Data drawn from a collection
§

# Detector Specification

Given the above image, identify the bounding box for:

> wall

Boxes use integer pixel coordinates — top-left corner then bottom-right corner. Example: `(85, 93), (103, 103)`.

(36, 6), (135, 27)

§

*What this task involves*
Output all of the rows above line for line, with no changes.

*Answer to the problem*
# Detector Specification

Given the above image, identify the bounding box for:

> wall

Boxes use integer pixel coordinates — top-left corner then bottom-right corner. Example: `(85, 93), (103, 103)`.

(36, 6), (135, 27)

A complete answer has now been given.